▸ **Task requirements**
**A)** In the shop thread, how large is ArlinEastman's one-car garage?
**B)** Please repeat the part of the shop thread that begins at the words "## Rick Dennington" and stops after "fronts, or flush….".

▸ **Source excerpt**
>>>>

Yep Elche most of us wish for more space but when I'm complaining about wanting more space my wife reminds me that many folks would kill for the shop I have now,then a clear my thought and know she's right,I'm grateful for the shop I have. There have been a number of folks on LJs that love woodworking and they work outside or a spare bedroom or on a patio.


----------



## a1Jim (Aug 9, 2008)

yep Woodmaster clean = more space ,hopefully


----------



## ArlinEastman (May 22, 2011)

Jim

I have to have everything organized and in its place when I am done. I just wish I had enough skill to make cabinets so I could make more of the little space I have. I have a small 1 car garage 14×18 and the walls are packed with shelving.


----------



## ArlinEastman (May 22, 2011)

> Hiya, Jim,
> 
> Here s a couple of pictures of my shop…you can judge for yourself how I keep it…Neat and orderly is how I like it. Can t think of anything I would change about it, but I do need a new jointer since I sold my other one..
> 
> ...


Rick

I am extremely envious of your shop and its size.


----------



## a1Jim (Aug 9, 2008)

Arlin
I have faith in you,you can build cabinets,that's how we all learn is by going for it. If you can make great boxes like I've seen of yours, you can make cabinets. Great looking shop.


----------



## Rick Dennington (Aug 27, 2009)

Thanks, Arlin for the nice comment….I was lucky I had the extra land to build on….Don't be envious of me….there are a lot nicer shops on here than mine…Arlin….cabinets are not hard to build…Just think of them as a box with drawers….The only hard part (if you want to call it hard) is getting the drawer slides spaced and installed, allowing for clearance and drawer fronts, or flush….


----------



## Pop (Aug 6, 2007)

At this time my shop is a wreck. I'm rewiring the standalone tools & have just finished installing a new light system. I'm a graphic & dimensional designer so I've come up with a few ideas for an organized shop.

1: Hand Tool Cabinet:
















2: Router Cabinet:
















These are a couple of my projects. There are more things to show, and more things to build. More pictures later.

Pop


----------



## a1Jim (Aug 9, 2008)

Those all look like great storage ideas Pop,nice work.


----------



## SenecaWoodArt (Dec 19, 2013)

<<<<

▸ **Collected data**
>>>>

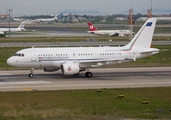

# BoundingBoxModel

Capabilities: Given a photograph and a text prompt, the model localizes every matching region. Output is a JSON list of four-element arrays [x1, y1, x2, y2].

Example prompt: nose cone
[[7, 57, 15, 66]]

<<<<

▸ **Per-task outputs**
**A)** 14×18

**B)**
## Rick Dennington (Aug 27, 2009)

Thanks, Arlin for the nice comment….I was lucky I had the extra land to build on….Don't be envious of me….there are a lot nicer shops on here than mine…Arlin….cabinets are not hard to build…Just think of them as a box with drawers….The only hard part (if you want to call it hard) is getting the drawer slides spaced and installed, allowing for clearance and drawer fronts, or flush….